The Gaia theory establishes that earth climate self regulates, and that the biosphere affects and transform the environment, implying that the Earth and all its living forms behave as an integral living being. This implies an extraordinary complex system. This theory places man away form the ownership of the Earth to one of its many species, an uncomfortable position for many.
Nowadays science is divided into sets of well-differentiated and specific disciplines. However, this reductionist approach seems to be not suitable for dealing with complex problems such as climate change. The Earth climate problem in no exception to this approach, and scientist in general seem to lose the sight of the problem as a hole. Consequently, holistic systems science seems to be an emergent era.
Gaia theory complicates specific science elegant explanations and troubles independent scientific territories. Logically, this is an important reason of why this theory has irritated so many scientists and it has taken a long time for recognising it. The author thinks that this delay and the current reductionist approach of science in general, convenient for personal aggrandizement, could bring deadly consequences.
Lovelock makes a call, not to abandon the Cartesian way of thinking that has served the world so well, but to take the integral Gaia science seriously. He believes that the scientific world tends to live on the theory and models, missing good observers as Darwin was. He recognise this branch of science as the most important. Through the reading you will found interesting insights on how scientific theories evolve till becoming generally accepted.
He doesn’t propose a tangible solution to deal with the complexity of the climate change problem, but the value of this work relies in making the important step of uncovering the deficiencies of actual science.
Parables between his ideas, history and personal experience makes this reading easygoing. Nevertheless, the reader wont lose a pleasant tension created by the thought-provoking nature of Lovelock reasoning and proposals. But not everything is idyllic in this book.

Location-finding items

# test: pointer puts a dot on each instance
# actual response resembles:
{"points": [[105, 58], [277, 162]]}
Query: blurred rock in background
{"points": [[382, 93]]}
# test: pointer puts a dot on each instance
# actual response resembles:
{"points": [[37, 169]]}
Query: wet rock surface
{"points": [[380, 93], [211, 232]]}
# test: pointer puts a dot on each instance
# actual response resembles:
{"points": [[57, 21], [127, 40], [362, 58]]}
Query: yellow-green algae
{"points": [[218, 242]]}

_TASKS TO COMPLETE_
• a. How would the sentence "Nowadays science is divided into sets of well-differentiated and specific disciplines." from the Gaia theory text read in Spanish?
• b. Could you rewrite all of the location-finding entries with "rock" swapped for "stone" and everything else left unchanged?

_ANSWERS TO EACH TASK_
• a. Hoy en día la ciencia está dividida en conjuntos de disciplinas específicas y bien diferenciadas.

• b.
# test: pointer puts a dot on each instance
# actual response resembles:
{"points": [[105, 58], [277, 162]]}
Query: blurred stone in background
{"points": [[382, 93]]}
# test: pointer puts a dot on each instance
# actual response resembles:
{"points": [[37, 169]]}
Query: wet stone surface
{"points": [[380, 93], [211, 232]]}
# test: pointer puts a dot on each instance
# actual response resembles:
{"points": [[57, 21], [127, 40], [362, 58]]}
Query: yellow-green algae
{"points": [[218, 242]]}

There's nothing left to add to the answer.